* [Text segment]
[Start]
A structure is a pattern in the single tensor field with rigid enough boundaries that let it have one or multiple resonance frequencs on any kind of wave(field).

By the Resonance interpretation33, this one again ;), atoms and molecules are structures, human body is a structure, a galaxy is a structure, etc. Anything that has rigid enough boundaries to reflect waves inside that boundaries, will have a resonance frequency, so it'll be a structure. These structures can be inside of each others, but the small ones can be some noises for the large one, therefore has no effect on the large one. Even if the small ones are not noises to the bigger one, because resonance frequencies depend on the shape of the boundaries, it cannot be deduced by the small structures. So we have a property for the large structures that cannot be explained by the small ones. Therefore the rejection statement above is proved.
[End]
* [Supplied data]
[Start]
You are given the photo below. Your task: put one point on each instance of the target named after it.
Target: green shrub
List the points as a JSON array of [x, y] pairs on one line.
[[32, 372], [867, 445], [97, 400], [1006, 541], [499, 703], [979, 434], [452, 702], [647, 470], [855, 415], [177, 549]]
[End]
* [Exercise directions] Transcribe the passage on structures and resonance above word for word, between "By the Resonance" and "above is proved.", inclusive.

* [Written response]
By the Resonance interpretation33, this one again ;), atoms and molecules are structures, human body is a structure, a galaxy is a structure, etc. Anything that has rigid enough boundaries to reflect waves inside that boundaries, will have a resonance frequency, so it'll be a structure. These structures can be inside of each others, but the small ones can be some noises for the large one, therefore has no effect on the large one. Even if the small ones are not noises to the bigger one, because resonance frequencies depend on the shape of the boundaries, it cannot be deduced by the small structures. So we have a property for the large structures that cannot be explained by the small ones. Therefore the rejection statement above is proved.